Image: The FECPAKG2 is a complete remote-location parasite assessment tool (Photo courtesy of Techion Group).
For estimating prevalence of soil-transmitted helminthiasis, assessing infection intensities, evaluating drug efficacy and monitoring drug resistance, accurate diagnostic methods are essential. The currently recommended Kato-Katz method has already been in use for decades.

A comparison has been made between the Kato-Katz method and a novel method, which is an online, remote location, parasite diagnostic system previously used in veterinary medicine. The new method is based on the flotation-dilution principle and its novelty is the accumulation of parasite eggs into one viewing area within a fluid meniscus.

An international team of scientists working with the Swiss Tropical and Public Health Institute (Basel, Switzerland) collected two stool samples from adolescent participants (age 15–18 years) at baseline and 14 to 21 days after treatment in the framework of a randomized clinical trial on Pemba Island, Tanzania. Stool samples were analyzed with different diagnostic efforts: i) one or ii) two Kato-Katz thick smears from the first sample, iii) two Kato-Katz thick smears from two samples and iv) FECPAKG2 from the first sample. For FECPAKG2 an image of the fecal sample was then captured, and stored offline on a computer and uploaded onto a cloud once connected to the Internet. Subsequently, the image can be analyzed at any time by specialists around the world.

• **Using the information**
(A) List the four things that, according to the passage on testing for parasitic worms, accurate diagnostic methods are needed for.
(B) Write out word for word the part of the passage on testing for parasitic worms from "An international team" to "around the world.".
(C) Extend the passage on testing for parasitic worms by writing what comes after its last sentence.

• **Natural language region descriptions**
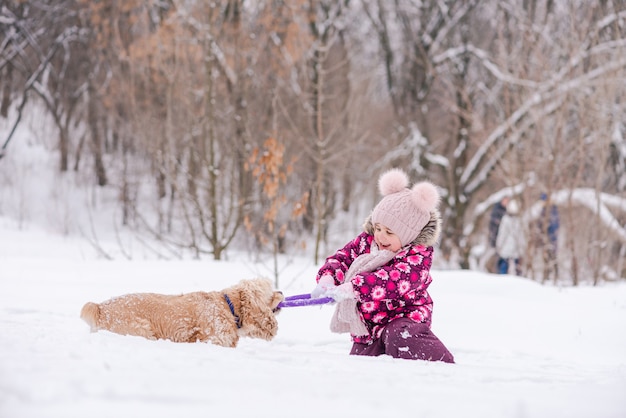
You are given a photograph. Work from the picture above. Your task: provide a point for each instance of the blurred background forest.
(263, 125)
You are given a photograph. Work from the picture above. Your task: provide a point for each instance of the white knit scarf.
(346, 317)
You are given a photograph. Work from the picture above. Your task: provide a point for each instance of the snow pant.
(407, 339)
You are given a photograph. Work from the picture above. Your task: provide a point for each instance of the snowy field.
(522, 349)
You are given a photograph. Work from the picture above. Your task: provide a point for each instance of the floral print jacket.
(397, 289)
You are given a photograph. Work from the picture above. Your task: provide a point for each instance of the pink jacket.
(398, 289)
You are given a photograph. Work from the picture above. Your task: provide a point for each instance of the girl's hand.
(324, 286)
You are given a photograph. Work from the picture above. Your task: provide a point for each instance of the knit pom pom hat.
(404, 211)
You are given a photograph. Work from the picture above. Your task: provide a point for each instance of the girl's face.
(386, 239)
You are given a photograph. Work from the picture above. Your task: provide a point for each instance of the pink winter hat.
(404, 211)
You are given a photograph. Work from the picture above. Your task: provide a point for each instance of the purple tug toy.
(303, 300)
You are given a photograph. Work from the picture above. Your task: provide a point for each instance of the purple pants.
(407, 339)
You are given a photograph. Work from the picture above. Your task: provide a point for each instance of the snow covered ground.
(522, 349)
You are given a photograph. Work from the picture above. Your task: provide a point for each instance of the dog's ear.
(256, 316)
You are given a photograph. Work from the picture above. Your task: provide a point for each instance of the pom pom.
(425, 196)
(392, 181)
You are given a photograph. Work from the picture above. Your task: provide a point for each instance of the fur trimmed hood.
(429, 235)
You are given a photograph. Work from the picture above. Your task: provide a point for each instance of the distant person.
(548, 225)
(497, 212)
(510, 241)
(380, 278)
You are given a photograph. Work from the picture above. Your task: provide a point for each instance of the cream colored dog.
(246, 309)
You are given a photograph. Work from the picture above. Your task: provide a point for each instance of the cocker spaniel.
(246, 309)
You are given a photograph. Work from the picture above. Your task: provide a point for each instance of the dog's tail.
(90, 314)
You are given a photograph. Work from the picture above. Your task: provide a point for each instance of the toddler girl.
(380, 278)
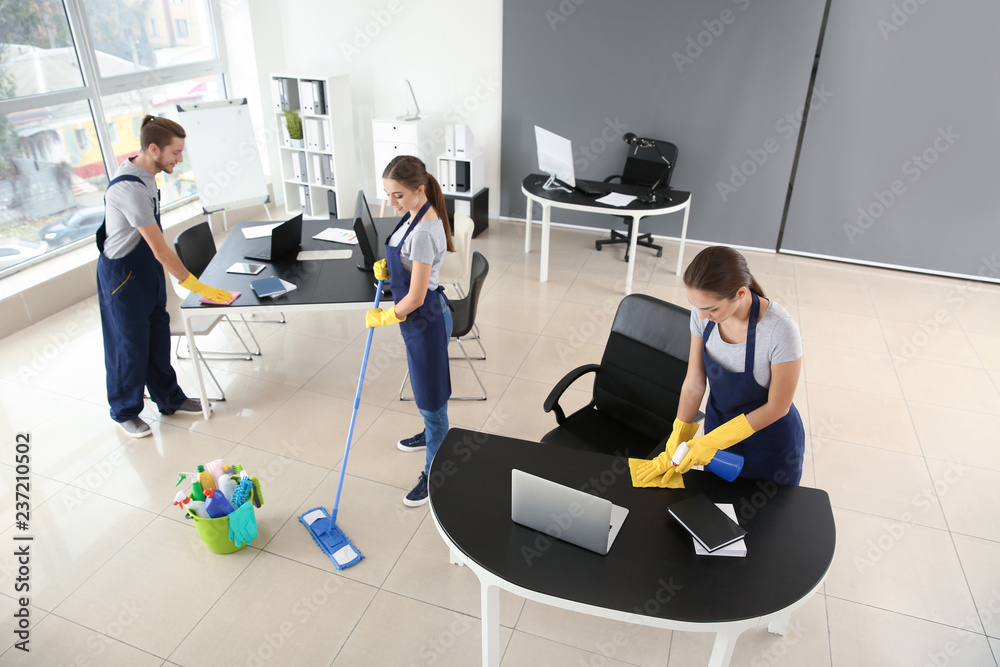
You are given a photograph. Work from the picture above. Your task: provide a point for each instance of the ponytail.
(721, 271)
(411, 172)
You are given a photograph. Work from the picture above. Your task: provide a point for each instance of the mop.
(320, 525)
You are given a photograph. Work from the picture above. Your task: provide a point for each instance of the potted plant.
(294, 125)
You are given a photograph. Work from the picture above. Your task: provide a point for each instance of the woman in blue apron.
(750, 351)
(413, 256)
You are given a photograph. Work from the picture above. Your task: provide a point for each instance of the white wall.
(449, 50)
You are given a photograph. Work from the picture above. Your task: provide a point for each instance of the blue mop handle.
(357, 404)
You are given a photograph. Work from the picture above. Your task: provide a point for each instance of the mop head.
(330, 539)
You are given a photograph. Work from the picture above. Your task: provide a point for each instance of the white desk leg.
(631, 253)
(491, 625)
(193, 351)
(778, 625)
(543, 274)
(722, 651)
(680, 251)
(527, 229)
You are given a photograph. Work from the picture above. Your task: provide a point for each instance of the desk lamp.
(638, 143)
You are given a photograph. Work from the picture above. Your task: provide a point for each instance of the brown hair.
(159, 130)
(411, 172)
(720, 271)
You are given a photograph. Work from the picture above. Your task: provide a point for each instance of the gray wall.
(593, 71)
(909, 137)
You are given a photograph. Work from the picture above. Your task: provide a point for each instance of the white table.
(531, 187)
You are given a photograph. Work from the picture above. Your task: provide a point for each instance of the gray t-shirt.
(778, 341)
(129, 205)
(427, 243)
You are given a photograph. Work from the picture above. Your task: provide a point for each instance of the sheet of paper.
(337, 235)
(306, 255)
(259, 231)
(616, 199)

• **Answers to this exercise**
(A)
- Estimating prevalence of soil-transmitted helminthiasis
- Assessing infection intensities
- Evaluating drug efficacy
- Monitoring drug resistance

(B)
An international team of scientists working with the Swiss Tropical and Public Health Institute (Basel, Switzerland) collected two stool samples from adolescent participants (age 15–18 years) at baseline and 14 to 21 days after treatment in the framework of a randomized clinical trial on Pemba Island, Tanzania. Stool samples were analyzed with different diagnostic efforts: i) one or ii) two Kato-Katz thick smears from the first sample, iii) two Kato-Katz thick smears from two samples and iv) FECPAKG2 from the first sample. For FECPAKG2 an image of the fecal sample was then captured, and stored offline on a computer and uploaded onto a cloud once connected to the Internet. Subsequently, the image can be analyzed at any time by specialists around the world.

(C)
The team reported that complete data for all diagnostic efforts were available from 615 participants at baseline and 231 hookworm-positive participants at follow-up. At baseline FECPAKG2 revealed a sensitivity of 75.6% (72.0–77.7) for detecting Ascaris lumbricoides, 71.5% (67.4–95.3) for hookworm and 65.8% (64.9–66.2) for Trichuris trichiura, which was significantly lower than any of the Kato-Katz methods and highly dependent on infection intensity. Despite that the egg counts based on FECPAKG2 were relatively lower compared to Kato-Katz by a ratio of 0.38 (0.32–0.43) for A. lumbricoides, 0.36 (0.33–0.40) for hookworm and 0.08 (0.07–0.09) for T. trichiura, the egg reduction rates (ERR) were correctly estimated with FECPAKG2.

The authors concluded that the sensitivity to identify any soil-transmitted helminthes (STH) infection was considerably lower for FECPAKG2 compared to Kato-Katz. Following rigorous development, FECPAKG2 might be an interesting tool with unique features for epidemiological and clinical studies. The study was published on June 4, 2018 in the journal Public Library of Science Neglected Tropical Diseases.